Bandes originales

Avec sa puissance d’évocation hors normes, il était tout à fait naturel que la musique de Leonard Cohen soit cooptée par le 7e art. Petit tour d’horizon de ses greatest hits ciné. FC

Everybody knows

Sans doute le morceau le plus cinématographiquement emblématique de Leonard Cohen, qui n’a pas manqué de le faire redécouvrir à toute une nouvelle génération. Tiré de l’album I’m your man (1988), Everybody knows est l’un des titres les plus dark de son auteur, qui distille de sa voix caverneuse comme jamais une suite de généralités désabusées, un fatalisme esquissé du demi-sourire de celui qui n’a plus rien à perdre : le monde est pourri, les pauvres restent pauvres, personne ne fait rien, on ne peut pas aimer sans trahir, et tout le monde le sait. Le tout enrobé d’une production lancinante, qui vous hante pour ne plus vous lâcher.
=-=-=
## Énoncé
Recopiez sans rien changer le passage du texte sur Leonard Cohen au cinéma qui s'ouvre sur les mots contenant « Bandes originales » et se clôt sur « plus vous lâcher. ». Les lignes ne sont d'aucune utilité pour ce travail.
=-=-=
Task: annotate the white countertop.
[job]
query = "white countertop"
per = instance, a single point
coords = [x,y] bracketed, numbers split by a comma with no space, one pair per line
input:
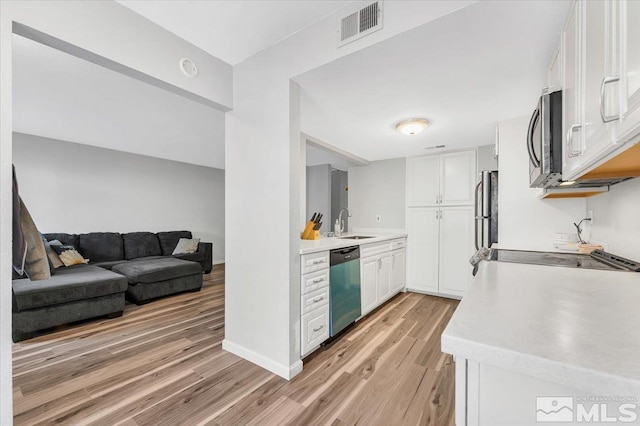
[330,243]
[576,327]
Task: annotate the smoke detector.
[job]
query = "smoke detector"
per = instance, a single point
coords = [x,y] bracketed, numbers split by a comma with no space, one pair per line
[188,67]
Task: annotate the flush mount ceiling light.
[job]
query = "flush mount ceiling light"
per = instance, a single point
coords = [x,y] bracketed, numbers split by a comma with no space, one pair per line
[412,126]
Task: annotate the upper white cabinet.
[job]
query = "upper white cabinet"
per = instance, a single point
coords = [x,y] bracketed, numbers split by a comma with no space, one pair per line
[423,181]
[447,179]
[601,99]
[439,247]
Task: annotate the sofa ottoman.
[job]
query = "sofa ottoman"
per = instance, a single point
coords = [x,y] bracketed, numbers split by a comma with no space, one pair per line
[157,277]
[75,293]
=-=-=
## Corrigé
Bandes originales

Avec sa puissance d’évocation hors normes, il était tout à fait naturel que la musique de Leonard Cohen soit cooptée par le 7e art. Petit tour d’horizon de ses greatest hits ciné. FC

Everybody knows

Sans doute le morceau le plus cinématographiquement emblématique de Leonard Cohen, qui n’a pas manqué de le faire redécouvrir à toute une nouvelle génération. Tiré de l’album I’m your man (1988), Everybody knows est l’un des titres les plus dark de son auteur, qui distille de sa voix caverneuse comme jamais une suite de généralités désabusées, un fatalisme esquissé du demi-sourire de celui qui n’a plus rien à perdre : le monde est pourri, les pauvres restent pauvres, personne ne fait rien, on ne peut pas aimer sans trahir, et tout le monde le sait. Le tout enrobé d’une production lancinante, qui vous hante pour ne plus vous lâcher.